Les Hauts-de-France - la Somme en premier lieu - accueillent le tournage de “Marinette”, premier biopic sur une sportive française, Marinette Pichon, star du football féminin des années 1990 et 2000. La réalisatrice, Virginie Verrier, met aussi en avant sa région natale en faisant appel à CIT-Dessaint pour les tenues de foot.

“Je voulais tourner dans les Hauts-de-France, j’ai grandi à Compiègne, donc j’ai des attaches dans la région. Mon premier film (NDLR : À 2 heures de Paris, sorti en 2018) a été tourné en baie de Somme.” Les racines, voilà donc quelque chose qui compte pour Virginie Verrier. Et pourquoi se compliquer la vie ? “Souvent les réalisateurs sont attachés aux lieux de leur enfance. Si j’avais voulu tourner dans le Sud, je serais partie d’une page blanche.” Au lieu d’un dépaysement, cette ancienne spécialiste du cross-country, qui a derrière elle “dix ans d’athlétisme”, a opté pour un cadre plus familier : “entre Abbeville et l’école de Cambron, on tourne plus de la moitié du film. Sinon, on passe aussi deux jours à Albert, une semaine à Montdidier, au centre des 3 Doms et une semaine au Touquet.”

Consignes -
1/ Selon l'extrait, quelle entreprise fournit les tenues de foot du film ?
2/ Mettez à jour l'extrait, de « Les Hauts-de-France - la » jusqu'à « tenues de foot. », en remplaçant « réalisatrice » par « cinéaste ». Recopiez ensuite tout le passage modifié.
Les items qui suivent n'ont aucun lien avec l'extrait.

(Données sources)
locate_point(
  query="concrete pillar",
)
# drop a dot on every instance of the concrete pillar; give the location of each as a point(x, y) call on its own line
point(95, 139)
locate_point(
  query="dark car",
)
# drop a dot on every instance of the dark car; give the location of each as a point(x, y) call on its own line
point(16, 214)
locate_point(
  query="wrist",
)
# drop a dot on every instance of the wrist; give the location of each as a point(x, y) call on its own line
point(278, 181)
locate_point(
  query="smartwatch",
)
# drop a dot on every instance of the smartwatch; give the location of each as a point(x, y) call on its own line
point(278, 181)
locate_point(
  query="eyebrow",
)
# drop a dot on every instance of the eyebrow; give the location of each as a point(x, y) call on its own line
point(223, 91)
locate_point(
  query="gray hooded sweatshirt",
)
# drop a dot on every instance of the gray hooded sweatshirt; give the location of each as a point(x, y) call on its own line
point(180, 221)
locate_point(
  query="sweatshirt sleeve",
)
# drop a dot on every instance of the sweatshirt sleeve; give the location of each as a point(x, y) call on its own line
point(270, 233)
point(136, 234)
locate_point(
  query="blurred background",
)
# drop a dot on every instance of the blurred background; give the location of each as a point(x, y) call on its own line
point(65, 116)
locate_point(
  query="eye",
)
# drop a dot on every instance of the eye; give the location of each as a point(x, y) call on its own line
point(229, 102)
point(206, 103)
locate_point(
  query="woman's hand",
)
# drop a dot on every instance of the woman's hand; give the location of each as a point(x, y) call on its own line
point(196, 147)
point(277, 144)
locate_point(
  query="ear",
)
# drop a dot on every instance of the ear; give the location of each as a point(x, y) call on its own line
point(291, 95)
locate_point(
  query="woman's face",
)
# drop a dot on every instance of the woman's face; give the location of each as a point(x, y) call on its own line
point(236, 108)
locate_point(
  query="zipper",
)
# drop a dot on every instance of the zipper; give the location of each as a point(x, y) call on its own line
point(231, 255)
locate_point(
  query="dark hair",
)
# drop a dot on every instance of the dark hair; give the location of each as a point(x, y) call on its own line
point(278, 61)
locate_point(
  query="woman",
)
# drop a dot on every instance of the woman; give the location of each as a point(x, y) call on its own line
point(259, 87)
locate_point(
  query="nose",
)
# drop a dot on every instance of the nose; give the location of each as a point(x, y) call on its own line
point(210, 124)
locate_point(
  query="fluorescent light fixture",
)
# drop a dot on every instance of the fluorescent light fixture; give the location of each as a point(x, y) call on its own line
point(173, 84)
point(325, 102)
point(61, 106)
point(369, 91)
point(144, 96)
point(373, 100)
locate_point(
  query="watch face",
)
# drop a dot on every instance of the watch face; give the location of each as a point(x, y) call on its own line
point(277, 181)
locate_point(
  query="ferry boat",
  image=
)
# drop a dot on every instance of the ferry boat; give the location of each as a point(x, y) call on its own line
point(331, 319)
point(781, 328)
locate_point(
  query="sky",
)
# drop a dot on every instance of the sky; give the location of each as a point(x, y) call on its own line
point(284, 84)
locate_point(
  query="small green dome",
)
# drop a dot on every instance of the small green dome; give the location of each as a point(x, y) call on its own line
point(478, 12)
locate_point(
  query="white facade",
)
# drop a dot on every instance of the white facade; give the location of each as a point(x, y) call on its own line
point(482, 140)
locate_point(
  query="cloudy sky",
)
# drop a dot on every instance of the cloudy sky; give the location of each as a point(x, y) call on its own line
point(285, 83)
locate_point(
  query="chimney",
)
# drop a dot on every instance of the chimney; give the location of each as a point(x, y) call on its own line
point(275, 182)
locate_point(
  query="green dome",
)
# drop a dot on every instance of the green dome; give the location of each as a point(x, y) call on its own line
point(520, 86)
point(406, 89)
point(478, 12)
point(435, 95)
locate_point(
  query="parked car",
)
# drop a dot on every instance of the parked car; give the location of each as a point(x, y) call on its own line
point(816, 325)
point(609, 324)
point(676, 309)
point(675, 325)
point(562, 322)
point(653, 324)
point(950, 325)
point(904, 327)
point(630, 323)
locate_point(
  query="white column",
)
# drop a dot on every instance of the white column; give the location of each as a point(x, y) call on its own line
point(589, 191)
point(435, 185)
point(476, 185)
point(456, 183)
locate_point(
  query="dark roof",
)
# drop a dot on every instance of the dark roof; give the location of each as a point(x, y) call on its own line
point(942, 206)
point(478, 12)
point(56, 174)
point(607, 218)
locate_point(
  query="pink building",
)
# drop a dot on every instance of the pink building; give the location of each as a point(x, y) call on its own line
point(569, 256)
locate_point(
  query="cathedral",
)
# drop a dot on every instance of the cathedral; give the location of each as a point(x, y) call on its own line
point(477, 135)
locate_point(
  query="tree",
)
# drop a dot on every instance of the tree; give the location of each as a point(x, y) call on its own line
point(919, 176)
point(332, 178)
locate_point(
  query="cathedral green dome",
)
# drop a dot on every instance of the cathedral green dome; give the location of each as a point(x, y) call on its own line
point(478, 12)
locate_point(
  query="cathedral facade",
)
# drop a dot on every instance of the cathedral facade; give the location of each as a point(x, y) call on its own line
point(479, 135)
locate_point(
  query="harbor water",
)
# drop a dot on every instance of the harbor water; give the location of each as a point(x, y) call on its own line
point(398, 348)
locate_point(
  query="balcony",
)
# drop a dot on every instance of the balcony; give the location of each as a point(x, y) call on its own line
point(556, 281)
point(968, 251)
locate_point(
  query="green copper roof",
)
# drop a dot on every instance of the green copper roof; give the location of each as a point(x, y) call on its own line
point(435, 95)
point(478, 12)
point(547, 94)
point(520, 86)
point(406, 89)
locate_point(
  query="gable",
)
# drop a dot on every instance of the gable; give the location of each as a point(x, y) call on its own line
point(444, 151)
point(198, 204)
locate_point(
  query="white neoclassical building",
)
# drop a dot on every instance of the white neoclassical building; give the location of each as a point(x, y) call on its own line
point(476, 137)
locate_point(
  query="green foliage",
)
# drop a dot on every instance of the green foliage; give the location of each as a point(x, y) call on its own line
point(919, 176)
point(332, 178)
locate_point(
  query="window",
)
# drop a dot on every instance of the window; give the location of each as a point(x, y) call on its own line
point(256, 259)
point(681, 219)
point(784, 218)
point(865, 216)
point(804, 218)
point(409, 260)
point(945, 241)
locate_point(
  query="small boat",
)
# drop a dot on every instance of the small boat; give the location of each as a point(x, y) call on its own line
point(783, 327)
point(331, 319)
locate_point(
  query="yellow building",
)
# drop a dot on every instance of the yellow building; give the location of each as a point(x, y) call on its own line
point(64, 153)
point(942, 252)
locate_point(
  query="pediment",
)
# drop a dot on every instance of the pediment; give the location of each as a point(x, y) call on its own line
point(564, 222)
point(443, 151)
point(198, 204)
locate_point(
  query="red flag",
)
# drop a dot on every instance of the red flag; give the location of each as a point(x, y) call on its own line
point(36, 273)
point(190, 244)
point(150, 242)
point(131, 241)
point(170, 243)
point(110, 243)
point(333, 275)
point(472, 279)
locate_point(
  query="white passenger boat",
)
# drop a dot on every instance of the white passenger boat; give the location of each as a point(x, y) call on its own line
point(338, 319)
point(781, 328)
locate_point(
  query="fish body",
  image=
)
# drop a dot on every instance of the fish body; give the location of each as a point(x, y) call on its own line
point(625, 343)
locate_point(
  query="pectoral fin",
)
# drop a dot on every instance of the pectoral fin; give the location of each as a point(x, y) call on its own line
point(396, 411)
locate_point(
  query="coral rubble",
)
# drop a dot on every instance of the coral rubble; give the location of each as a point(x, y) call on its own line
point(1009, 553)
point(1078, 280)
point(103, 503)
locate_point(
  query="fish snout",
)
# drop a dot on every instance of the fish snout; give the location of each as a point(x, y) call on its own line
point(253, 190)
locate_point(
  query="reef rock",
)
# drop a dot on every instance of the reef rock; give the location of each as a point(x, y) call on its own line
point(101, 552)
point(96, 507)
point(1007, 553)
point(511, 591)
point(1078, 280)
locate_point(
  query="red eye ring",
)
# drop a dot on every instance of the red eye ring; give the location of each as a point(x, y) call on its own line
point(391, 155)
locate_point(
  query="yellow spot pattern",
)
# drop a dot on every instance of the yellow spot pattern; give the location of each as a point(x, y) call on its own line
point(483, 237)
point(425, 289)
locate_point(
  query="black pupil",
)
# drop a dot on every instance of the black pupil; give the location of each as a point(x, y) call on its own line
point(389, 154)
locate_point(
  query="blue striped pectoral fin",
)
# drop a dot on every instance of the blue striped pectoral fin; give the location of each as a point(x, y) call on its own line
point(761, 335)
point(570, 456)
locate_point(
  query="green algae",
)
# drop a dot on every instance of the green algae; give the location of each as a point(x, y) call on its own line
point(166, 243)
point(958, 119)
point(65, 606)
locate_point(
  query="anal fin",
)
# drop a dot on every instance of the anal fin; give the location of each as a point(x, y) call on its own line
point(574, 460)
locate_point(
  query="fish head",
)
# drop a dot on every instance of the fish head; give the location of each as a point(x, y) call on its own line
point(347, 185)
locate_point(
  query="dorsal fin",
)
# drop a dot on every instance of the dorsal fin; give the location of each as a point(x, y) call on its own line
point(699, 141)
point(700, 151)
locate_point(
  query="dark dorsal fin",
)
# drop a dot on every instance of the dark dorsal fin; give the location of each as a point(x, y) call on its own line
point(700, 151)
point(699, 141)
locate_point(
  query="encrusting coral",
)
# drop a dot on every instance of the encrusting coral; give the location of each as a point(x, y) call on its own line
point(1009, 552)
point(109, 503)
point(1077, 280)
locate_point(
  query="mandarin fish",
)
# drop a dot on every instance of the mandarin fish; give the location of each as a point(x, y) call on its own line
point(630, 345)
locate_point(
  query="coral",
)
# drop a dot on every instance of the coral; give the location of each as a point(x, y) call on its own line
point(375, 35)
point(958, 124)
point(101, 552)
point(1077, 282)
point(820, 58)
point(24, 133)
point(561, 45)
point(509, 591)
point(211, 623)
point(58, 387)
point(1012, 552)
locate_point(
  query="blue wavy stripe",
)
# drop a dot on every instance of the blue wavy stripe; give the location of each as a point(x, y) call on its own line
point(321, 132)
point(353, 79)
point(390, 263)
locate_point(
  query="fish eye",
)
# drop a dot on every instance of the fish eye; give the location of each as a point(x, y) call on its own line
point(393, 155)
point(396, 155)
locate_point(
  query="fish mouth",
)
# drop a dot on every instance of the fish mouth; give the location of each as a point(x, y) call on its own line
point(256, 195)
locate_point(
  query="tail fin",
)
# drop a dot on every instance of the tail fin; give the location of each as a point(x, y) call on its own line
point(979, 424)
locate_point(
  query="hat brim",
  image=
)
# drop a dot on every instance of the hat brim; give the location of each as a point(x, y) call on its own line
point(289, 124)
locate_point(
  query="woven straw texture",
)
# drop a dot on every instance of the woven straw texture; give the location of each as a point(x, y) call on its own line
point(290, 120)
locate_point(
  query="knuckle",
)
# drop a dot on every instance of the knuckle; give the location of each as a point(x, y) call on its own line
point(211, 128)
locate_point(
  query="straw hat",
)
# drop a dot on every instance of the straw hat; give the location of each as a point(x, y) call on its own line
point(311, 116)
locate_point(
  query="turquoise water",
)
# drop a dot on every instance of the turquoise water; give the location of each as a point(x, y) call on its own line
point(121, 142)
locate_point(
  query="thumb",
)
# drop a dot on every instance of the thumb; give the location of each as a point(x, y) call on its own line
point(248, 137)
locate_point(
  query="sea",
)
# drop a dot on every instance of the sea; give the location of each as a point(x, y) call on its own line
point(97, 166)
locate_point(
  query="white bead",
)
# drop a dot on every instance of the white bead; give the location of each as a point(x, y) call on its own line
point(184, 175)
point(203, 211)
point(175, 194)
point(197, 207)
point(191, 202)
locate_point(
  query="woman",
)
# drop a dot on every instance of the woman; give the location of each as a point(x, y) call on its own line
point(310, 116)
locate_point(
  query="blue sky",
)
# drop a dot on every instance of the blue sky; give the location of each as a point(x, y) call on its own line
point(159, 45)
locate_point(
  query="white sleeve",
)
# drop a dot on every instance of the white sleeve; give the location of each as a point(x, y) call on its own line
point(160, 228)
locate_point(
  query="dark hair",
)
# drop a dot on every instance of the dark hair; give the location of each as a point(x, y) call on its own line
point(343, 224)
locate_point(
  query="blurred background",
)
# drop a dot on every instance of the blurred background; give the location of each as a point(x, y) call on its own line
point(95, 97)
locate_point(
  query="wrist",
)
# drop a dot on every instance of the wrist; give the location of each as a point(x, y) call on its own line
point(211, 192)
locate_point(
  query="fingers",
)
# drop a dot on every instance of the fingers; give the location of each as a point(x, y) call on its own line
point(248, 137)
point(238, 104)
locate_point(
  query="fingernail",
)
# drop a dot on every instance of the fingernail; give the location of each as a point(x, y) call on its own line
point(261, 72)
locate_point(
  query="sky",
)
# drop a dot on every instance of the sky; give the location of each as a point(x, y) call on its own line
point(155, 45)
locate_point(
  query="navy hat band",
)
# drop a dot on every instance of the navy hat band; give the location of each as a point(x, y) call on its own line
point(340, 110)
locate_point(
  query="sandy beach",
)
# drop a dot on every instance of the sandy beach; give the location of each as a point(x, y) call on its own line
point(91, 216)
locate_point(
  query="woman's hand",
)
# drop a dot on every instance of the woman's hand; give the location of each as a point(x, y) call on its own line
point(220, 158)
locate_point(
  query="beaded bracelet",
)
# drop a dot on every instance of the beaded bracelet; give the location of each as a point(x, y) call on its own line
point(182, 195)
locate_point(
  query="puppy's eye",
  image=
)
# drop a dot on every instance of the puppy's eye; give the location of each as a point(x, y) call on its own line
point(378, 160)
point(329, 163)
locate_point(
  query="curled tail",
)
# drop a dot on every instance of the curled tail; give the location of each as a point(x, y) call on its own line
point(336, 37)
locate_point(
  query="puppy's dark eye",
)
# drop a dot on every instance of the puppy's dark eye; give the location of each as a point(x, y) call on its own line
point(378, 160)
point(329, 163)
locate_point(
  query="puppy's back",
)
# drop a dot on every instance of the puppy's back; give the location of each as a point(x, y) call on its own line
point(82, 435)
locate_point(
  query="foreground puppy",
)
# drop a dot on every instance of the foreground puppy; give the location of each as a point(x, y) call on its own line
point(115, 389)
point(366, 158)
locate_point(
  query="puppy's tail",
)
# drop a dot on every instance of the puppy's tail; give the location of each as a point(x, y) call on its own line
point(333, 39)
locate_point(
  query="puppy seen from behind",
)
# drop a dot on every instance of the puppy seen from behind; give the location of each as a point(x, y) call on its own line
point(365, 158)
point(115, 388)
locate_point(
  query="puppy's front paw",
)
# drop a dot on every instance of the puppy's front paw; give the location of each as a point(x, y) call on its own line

Réponses -
1/ CIT-Dessaint.

2/
Les Hauts-de-France - la Somme en premier lieu - accueillent le tournage de “Marinette”, premier biopic sur une sportive française, Marinette Pichon, star du football féminin des années 1990 et 2000. La cinéaste, Virginie Verrier, met aussi en avant sa région natale en faisant appel à CIT-Dessaint pour les tenues de foot.